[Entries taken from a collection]

···

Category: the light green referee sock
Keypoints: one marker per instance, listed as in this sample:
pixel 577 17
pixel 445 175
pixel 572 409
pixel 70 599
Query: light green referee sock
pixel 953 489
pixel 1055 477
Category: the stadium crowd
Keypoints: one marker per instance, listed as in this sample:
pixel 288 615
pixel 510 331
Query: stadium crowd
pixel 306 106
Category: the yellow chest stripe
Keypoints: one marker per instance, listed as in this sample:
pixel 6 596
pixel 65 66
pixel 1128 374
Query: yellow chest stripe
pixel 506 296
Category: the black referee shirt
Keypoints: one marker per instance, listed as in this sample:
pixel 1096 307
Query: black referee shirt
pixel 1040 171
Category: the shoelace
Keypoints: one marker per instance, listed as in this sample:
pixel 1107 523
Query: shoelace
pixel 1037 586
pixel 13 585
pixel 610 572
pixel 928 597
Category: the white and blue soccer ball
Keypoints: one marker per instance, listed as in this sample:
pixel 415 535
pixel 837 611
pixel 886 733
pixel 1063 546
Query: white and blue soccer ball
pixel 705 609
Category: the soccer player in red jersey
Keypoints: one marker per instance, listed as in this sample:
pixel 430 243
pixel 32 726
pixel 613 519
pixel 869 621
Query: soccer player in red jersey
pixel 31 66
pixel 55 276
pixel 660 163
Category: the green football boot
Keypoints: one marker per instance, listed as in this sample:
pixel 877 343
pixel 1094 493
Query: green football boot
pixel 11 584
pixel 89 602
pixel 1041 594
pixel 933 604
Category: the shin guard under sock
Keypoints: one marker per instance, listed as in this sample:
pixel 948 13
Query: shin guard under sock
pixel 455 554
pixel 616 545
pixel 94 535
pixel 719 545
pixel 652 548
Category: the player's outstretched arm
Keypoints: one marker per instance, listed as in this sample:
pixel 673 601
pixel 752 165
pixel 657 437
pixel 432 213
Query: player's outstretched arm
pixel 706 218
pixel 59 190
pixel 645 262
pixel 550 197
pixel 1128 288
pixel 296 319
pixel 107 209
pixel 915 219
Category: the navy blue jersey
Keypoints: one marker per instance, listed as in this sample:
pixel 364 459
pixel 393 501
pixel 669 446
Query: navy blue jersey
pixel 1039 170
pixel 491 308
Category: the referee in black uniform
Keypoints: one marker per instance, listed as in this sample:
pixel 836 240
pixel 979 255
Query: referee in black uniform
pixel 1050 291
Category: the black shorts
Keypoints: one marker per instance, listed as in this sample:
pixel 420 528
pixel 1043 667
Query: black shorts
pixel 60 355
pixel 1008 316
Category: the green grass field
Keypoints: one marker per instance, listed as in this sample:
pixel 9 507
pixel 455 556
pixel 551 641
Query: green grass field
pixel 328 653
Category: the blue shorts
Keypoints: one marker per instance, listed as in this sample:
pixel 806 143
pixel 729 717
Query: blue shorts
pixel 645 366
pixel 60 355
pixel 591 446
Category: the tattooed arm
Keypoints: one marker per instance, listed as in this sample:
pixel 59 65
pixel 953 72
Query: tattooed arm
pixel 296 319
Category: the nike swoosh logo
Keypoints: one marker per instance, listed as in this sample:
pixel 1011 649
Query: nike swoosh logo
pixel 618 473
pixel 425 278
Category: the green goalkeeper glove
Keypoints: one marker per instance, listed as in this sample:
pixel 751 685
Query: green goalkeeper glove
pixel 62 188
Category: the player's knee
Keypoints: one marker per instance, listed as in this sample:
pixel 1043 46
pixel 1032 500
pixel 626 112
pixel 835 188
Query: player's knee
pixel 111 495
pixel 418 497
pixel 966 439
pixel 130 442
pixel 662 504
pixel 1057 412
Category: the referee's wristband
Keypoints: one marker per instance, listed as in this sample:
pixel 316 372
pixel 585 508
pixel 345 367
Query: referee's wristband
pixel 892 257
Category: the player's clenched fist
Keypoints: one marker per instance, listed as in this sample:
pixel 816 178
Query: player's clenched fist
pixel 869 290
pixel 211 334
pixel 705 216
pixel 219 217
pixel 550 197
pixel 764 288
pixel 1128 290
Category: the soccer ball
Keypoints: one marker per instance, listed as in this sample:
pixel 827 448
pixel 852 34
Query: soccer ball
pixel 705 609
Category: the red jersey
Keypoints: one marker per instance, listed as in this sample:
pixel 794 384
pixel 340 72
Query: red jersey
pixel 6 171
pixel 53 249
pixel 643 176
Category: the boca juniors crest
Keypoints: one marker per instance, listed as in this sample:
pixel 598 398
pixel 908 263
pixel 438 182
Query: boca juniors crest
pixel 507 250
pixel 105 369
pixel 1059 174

···

Please restate every record above word for word.

Category: the light green referee sock
Keypoints: one marker per instance, listed as in this sample:
pixel 577 17
pixel 445 175
pixel 572 409
pixel 70 599
Query: light green referee sock
pixel 953 489
pixel 1055 477
Category: the stadium crowd
Keypoints: one marker per instance, listed as in this sample:
pixel 288 615
pixel 510 331
Query: stadium crowd
pixel 306 106
Category: the yellow chest stripe
Keypoints: one marker per instance, listed as in this sample:
pixel 6 596
pixel 65 66
pixel 1128 374
Query: yellow chest stripe
pixel 506 296
Category: the black referee shirt
Keypoints: one marker per instance, listed as in this sample:
pixel 1096 307
Query: black referee shirt
pixel 1040 171
Category: the shoelace
Keypoints: one marker per instance, listed as in this sample:
pixel 1107 523
Query: shoelace
pixel 1037 586
pixel 13 585
pixel 610 572
pixel 928 597
Category: the white and blue soccer ball
Keypoints: one marker per instance, listed as in this sample:
pixel 415 535
pixel 837 611
pixel 886 733
pixel 1063 546
Query: white and blue soccer ball
pixel 705 609
Category: the soccer player in red jersey
Keypoints: one marker per instance, listed as in this sample:
pixel 430 243
pixel 32 726
pixel 613 519
pixel 869 621
Query: soccer player in red jersey
pixel 31 66
pixel 55 276
pixel 660 163
Category: the green football boot
Keypoints: one marker per instance, listed as in this sample:
pixel 877 343
pixel 1094 493
Query: green football boot
pixel 11 584
pixel 89 602
pixel 1041 594
pixel 933 604
Category: the shin guard under sock
Keypoints: one marker per instance, listed as in this sample:
pixel 948 13
Query: shin guard under sock
pixel 455 554
pixel 616 545
pixel 94 535
pixel 719 545
pixel 652 548
Category: the player's outstretched arm
Keypoints: one marker per instance, listed as in this sample:
pixel 673 601
pixel 752 165
pixel 657 437
pixel 432 213
Query: player's outstretched arm
pixel 706 218
pixel 59 190
pixel 645 262
pixel 550 197
pixel 1128 288
pixel 296 319
pixel 107 209
pixel 915 219
Category: the navy blue jersey
Keypoints: one marker per instance, listed as in this sample:
pixel 364 459
pixel 393 501
pixel 669 446
Query: navy blue jersey
pixel 1039 170
pixel 491 308
Category: the referee in black uniform
Keypoints: one marker per instance, listed as in this sample:
pixel 836 240
pixel 979 255
Query: referee in black uniform
pixel 1050 291
Category: the black shorts
Keypoints: one marker per instance, listed as in this sample:
pixel 420 528
pixel 1043 667
Query: black shorts
pixel 60 355
pixel 1008 316
Category: the green grass field
Keypoints: one marker per instance, listed as in this sample:
pixel 9 507
pixel 455 556
pixel 551 641
Query: green grass field
pixel 328 653
Category: the blue shorts
Keypoints: one marker per instance, listed as in this sample:
pixel 806 143
pixel 729 717
Query: blue shorts
pixel 645 366
pixel 60 355
pixel 591 446
Category: the tattooed arm
Keypoints: one marker per instance, listed as in this sample:
pixel 59 65
pixel 953 72
Query: tattooed arm
pixel 296 319
Category: the nike swoosh logo
Keypoints: one marker per instance, listed as in this sample:
pixel 1011 649
Query: nike swoosh logo
pixel 618 473
pixel 425 278
Category: the green goalkeeper glove
Keypoints: one marker per instance, listed as in this sample:
pixel 751 685
Query: green goalkeeper glove
pixel 62 188
Category: the player's knee
Keypoints: one marker per instance, listed as in this sample:
pixel 1043 46
pixel 1032 500
pixel 626 112
pixel 835 188
Query: player's knee
pixel 111 495
pixel 418 497
pixel 966 439
pixel 130 442
pixel 662 504
pixel 1057 412
Category: the referee's wristband
Keypoints: one marker per instance, listed as in this sample:
pixel 316 372
pixel 585 508
pixel 345 367
Query: referee's wristband
pixel 892 257
Category: the player's clenched fist
Keypoints: one marker per instance, listed as in this sample:
pixel 816 178
Query: player's clenched fist
pixel 869 290
pixel 211 334
pixel 705 216
pixel 219 217
pixel 550 197
pixel 764 288
pixel 1128 290
Category: the soccer ball
Keypoints: one marker per instance, listed as in this sample:
pixel 827 448
pixel 852 34
Query: soccer ball
pixel 705 609
Category: the red jersey
Keypoints: one marker per instance, listed as in this sample:
pixel 794 384
pixel 340 72
Query: red jersey
pixel 6 171
pixel 53 249
pixel 643 176
Category: the boca juniors crest
Keypoints: one marker per instance, listed as in this sample:
pixel 598 398
pixel 908 263
pixel 438 182
Query: boca juniors crest
pixel 507 250
pixel 105 369
pixel 1059 174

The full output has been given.